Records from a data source

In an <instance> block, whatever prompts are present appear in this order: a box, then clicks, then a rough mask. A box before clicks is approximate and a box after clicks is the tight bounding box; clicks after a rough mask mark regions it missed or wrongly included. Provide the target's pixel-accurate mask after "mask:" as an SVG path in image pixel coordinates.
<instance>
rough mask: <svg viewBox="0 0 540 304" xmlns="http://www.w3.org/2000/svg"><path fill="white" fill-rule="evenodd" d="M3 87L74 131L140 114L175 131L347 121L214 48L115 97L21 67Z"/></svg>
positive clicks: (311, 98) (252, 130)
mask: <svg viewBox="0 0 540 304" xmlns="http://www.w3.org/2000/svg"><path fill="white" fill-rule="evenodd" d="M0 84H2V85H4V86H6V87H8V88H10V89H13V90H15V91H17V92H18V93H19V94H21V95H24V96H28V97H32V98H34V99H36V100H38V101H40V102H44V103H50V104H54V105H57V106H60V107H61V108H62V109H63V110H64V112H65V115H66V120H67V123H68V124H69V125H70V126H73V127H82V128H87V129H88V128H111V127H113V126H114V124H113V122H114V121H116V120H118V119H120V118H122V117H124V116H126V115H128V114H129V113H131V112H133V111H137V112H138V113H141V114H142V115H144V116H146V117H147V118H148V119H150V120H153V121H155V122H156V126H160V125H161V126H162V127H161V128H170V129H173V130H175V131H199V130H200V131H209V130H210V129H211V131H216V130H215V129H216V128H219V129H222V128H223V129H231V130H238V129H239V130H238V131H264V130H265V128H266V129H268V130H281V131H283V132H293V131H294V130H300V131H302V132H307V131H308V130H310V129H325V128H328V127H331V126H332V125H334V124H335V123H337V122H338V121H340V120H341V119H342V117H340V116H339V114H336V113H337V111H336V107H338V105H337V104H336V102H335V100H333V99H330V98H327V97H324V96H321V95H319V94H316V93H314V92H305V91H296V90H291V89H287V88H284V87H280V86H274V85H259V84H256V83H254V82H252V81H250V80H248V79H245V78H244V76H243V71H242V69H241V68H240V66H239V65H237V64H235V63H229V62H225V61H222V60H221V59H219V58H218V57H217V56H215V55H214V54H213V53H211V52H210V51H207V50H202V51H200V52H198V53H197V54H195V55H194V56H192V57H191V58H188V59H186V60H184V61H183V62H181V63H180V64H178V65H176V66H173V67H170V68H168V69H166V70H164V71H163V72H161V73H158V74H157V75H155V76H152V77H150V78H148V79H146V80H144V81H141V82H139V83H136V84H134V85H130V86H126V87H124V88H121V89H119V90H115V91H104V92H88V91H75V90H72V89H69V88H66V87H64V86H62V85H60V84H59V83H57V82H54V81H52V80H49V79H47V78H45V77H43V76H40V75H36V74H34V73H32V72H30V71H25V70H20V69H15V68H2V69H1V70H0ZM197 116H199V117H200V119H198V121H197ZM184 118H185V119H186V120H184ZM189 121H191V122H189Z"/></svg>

◆ ASSIGNMENT ◆
Among the lines above, find those carrying the word "instance" and copy them out.

◆ REPLY TO THE TASK ◆
In an <instance> block, whatever prompts are present appear in this order: a box, then clicks, then a rough mask. A box before clicks is approximate and a box after clicks is the tight bounding box; clicks after a rough mask mark regions it missed or wrongly included. Provide the target's pixel-accurate mask after "mask:" as an SVG path in image pixel coordinates.
<instance>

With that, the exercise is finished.